:: Task details ::
Find every line in the listing below that contains the string "white", treating uppercase and lowercase as different, and copy each of those lines.

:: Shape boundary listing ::
* START *
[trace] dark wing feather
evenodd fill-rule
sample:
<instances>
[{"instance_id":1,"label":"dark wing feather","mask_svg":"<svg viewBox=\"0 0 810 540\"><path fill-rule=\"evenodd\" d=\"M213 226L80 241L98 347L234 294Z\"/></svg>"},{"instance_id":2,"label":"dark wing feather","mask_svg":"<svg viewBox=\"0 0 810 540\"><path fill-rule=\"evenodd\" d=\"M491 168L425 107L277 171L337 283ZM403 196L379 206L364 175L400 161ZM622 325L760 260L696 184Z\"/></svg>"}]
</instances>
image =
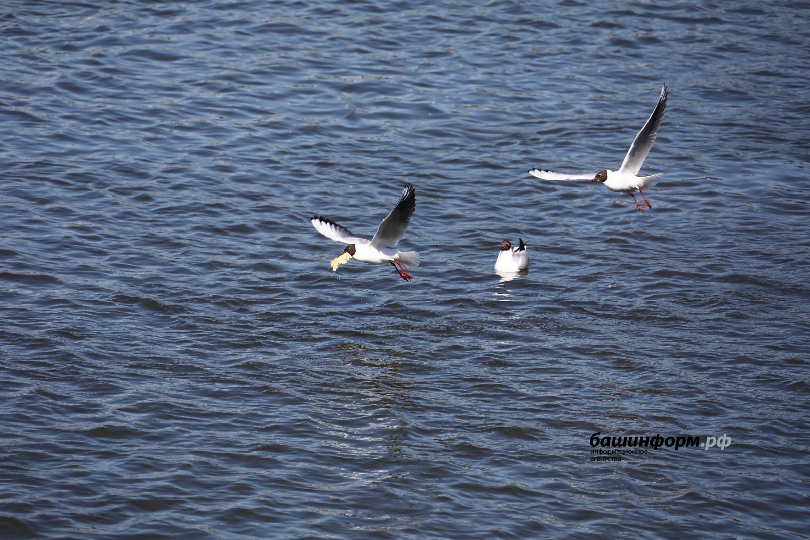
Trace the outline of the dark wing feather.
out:
<instances>
[{"instance_id":1,"label":"dark wing feather","mask_svg":"<svg viewBox=\"0 0 810 540\"><path fill-rule=\"evenodd\" d=\"M619 172L629 172L633 176L638 174L644 160L650 153L650 149L653 148L653 143L655 142L655 135L658 133L658 128L663 119L663 111L667 108L667 96L668 95L667 86L664 85L661 88L661 96L659 97L655 109L653 109L653 114L650 115L644 127L633 140L633 144L630 145L627 156L625 156L625 161L622 161Z\"/></svg>"},{"instance_id":2,"label":"dark wing feather","mask_svg":"<svg viewBox=\"0 0 810 540\"><path fill-rule=\"evenodd\" d=\"M381 247L396 247L397 242L405 236L407 224L411 221L414 210L416 209L416 190L413 184L405 184L399 202L391 210L391 213L382 220L379 228L371 239L371 245L377 249Z\"/></svg>"}]
</instances>

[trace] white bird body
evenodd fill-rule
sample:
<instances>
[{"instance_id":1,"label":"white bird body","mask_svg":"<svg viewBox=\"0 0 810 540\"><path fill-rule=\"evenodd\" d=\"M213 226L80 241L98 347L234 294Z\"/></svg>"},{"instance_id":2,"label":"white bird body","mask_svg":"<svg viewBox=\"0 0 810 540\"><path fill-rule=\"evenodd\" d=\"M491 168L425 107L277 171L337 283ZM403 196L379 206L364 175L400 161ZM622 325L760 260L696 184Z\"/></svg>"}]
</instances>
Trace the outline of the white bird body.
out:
* END *
:: Solution ::
[trace] white bird body
[{"instance_id":1,"label":"white bird body","mask_svg":"<svg viewBox=\"0 0 810 540\"><path fill-rule=\"evenodd\" d=\"M213 226L80 241L98 347L234 294Z\"/></svg>"},{"instance_id":2,"label":"white bird body","mask_svg":"<svg viewBox=\"0 0 810 540\"><path fill-rule=\"evenodd\" d=\"M491 168L425 107L277 171L337 283ZM403 196L379 206L364 175L400 161ZM622 325L760 260L696 184Z\"/></svg>"}]
Trace the outline of the white bird body.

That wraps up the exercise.